* WHAT YOU SHOULD DO *
Scan the records for the line containing "Place one keypoint on each instance of the silver"; extract it and all later lines, verbatim, through the end, and nothing before it.

* DATASET ENTRIES *
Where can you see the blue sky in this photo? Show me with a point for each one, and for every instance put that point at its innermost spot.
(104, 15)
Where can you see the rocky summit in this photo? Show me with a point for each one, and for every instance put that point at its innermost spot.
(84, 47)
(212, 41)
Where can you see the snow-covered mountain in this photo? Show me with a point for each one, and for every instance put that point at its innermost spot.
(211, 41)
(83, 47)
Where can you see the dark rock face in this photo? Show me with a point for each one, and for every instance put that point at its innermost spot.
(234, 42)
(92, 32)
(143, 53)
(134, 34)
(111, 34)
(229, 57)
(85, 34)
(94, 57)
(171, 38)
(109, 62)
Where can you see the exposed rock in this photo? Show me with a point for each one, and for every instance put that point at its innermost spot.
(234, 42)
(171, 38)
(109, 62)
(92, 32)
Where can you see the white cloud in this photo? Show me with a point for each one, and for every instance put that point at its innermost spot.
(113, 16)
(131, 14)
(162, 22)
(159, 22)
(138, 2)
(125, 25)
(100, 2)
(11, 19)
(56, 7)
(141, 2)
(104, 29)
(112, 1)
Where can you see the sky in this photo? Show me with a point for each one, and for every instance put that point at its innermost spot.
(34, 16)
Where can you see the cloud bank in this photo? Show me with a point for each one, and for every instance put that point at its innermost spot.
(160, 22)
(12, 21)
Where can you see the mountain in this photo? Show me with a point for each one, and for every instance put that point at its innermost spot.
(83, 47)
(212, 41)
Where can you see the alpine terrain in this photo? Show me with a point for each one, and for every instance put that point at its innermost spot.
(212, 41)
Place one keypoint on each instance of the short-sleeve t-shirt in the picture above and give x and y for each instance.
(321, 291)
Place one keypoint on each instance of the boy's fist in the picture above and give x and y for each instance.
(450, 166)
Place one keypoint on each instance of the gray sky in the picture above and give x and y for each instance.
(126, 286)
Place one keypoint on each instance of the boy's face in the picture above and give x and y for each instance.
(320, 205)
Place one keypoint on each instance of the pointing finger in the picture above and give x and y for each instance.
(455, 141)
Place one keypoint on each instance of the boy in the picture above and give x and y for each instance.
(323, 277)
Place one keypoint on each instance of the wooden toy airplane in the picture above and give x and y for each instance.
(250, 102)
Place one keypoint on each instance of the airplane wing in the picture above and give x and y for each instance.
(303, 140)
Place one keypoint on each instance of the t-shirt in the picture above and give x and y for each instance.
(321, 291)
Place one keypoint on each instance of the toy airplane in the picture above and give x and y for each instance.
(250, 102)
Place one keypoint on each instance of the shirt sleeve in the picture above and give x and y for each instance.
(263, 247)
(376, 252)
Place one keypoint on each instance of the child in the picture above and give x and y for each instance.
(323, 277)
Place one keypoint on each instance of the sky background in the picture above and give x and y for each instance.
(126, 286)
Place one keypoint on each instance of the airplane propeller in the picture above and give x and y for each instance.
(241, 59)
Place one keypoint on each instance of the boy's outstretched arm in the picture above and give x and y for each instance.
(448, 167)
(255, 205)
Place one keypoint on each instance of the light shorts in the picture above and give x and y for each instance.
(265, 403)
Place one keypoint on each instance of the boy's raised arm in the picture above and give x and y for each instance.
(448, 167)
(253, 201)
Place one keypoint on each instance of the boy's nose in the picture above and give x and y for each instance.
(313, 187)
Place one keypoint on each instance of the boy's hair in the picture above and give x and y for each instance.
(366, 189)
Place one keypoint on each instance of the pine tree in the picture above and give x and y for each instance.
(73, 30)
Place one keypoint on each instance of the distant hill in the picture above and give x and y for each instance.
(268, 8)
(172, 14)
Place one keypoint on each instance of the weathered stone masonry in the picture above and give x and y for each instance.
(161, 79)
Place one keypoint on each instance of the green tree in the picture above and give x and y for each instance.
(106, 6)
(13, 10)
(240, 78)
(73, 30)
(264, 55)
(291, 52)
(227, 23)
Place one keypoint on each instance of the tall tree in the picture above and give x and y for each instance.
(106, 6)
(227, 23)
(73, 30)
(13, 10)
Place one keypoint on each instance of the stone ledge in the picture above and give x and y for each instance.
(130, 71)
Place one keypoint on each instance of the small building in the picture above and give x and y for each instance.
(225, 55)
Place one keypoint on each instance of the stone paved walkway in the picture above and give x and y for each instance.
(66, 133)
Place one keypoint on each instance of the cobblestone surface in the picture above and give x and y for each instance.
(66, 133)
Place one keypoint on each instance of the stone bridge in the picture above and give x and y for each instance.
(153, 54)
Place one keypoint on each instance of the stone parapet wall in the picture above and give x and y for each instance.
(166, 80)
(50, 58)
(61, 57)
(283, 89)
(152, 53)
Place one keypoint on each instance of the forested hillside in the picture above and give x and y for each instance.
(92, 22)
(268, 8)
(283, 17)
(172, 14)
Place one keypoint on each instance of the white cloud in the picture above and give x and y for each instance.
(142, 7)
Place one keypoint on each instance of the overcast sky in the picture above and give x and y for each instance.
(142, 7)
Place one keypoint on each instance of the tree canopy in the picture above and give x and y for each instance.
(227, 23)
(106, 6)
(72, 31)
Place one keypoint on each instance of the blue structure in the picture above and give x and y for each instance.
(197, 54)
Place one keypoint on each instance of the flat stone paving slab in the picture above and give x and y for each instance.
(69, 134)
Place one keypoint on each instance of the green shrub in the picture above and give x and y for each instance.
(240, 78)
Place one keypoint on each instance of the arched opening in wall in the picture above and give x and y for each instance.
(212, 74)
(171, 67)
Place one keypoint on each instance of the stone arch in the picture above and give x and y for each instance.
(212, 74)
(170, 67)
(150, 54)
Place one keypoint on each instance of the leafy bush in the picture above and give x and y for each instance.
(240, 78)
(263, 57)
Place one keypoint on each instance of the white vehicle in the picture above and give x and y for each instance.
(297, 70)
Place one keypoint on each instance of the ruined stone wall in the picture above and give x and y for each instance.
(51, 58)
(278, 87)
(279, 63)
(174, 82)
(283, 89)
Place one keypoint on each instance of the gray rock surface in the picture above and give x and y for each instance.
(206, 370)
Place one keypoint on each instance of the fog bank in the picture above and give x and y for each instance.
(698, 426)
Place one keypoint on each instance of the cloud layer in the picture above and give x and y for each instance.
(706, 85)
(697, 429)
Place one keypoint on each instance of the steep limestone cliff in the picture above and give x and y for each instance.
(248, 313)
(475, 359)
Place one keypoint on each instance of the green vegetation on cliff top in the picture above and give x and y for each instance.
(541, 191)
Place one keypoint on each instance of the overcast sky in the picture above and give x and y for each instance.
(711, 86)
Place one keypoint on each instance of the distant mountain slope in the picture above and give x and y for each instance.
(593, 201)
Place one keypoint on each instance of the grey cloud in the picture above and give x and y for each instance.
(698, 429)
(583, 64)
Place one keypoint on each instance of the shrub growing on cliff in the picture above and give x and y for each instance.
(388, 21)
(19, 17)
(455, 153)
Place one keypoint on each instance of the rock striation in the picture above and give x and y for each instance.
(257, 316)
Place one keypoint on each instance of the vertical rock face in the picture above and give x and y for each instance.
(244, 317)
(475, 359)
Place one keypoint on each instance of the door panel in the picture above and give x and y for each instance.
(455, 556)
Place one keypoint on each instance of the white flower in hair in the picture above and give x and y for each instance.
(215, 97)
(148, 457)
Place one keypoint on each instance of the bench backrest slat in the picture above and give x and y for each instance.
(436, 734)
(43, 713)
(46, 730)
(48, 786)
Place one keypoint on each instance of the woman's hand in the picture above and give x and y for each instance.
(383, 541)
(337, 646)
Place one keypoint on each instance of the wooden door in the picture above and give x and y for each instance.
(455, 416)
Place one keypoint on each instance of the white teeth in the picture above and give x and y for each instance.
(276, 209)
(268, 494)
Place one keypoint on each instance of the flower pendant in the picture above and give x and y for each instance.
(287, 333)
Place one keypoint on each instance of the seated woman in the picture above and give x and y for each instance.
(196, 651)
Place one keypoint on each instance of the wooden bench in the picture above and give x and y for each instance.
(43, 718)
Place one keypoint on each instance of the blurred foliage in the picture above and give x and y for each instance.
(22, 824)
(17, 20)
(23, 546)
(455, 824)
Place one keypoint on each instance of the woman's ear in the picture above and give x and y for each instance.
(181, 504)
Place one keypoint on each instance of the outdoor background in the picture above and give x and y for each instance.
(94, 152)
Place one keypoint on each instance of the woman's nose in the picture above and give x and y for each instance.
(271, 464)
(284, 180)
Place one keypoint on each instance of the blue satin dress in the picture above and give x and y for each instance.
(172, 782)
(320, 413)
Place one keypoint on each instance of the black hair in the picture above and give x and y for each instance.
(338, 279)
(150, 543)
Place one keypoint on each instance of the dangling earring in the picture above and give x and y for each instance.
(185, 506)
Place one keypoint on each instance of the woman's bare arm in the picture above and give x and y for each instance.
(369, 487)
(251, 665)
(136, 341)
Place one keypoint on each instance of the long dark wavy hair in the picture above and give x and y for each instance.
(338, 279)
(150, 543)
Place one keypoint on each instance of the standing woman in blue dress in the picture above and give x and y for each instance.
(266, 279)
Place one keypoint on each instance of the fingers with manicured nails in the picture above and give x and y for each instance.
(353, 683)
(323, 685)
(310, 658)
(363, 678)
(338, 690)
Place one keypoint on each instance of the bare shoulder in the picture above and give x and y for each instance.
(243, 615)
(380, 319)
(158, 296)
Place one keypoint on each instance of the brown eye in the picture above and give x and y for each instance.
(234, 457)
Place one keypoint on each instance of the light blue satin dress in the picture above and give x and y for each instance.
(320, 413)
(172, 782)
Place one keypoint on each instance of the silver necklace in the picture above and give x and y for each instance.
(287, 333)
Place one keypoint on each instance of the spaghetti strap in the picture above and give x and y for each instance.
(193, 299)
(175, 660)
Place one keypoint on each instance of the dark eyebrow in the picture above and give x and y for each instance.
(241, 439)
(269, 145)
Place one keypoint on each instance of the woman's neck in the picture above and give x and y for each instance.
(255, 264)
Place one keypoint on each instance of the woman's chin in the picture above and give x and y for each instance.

* COMPLETE OUTPUT *
Place one keypoint on each instance of the silver necklace in the picture above and give x and y for each instance.
(287, 333)
Place one keypoint on each instance of the spaghetti strap in the picture above and give x and y for each instance.
(193, 299)
(175, 660)
Place one keypoint on each instance of the dark eyebrow in the picture above and give x and y for each instance.
(241, 439)
(269, 145)
Place one keypoint on each instance of the woman's neck in the picture above and give x and y for each instance.
(255, 264)
Place one keypoint on each instance of the woman's chin in the picture above and give x and y for each instance.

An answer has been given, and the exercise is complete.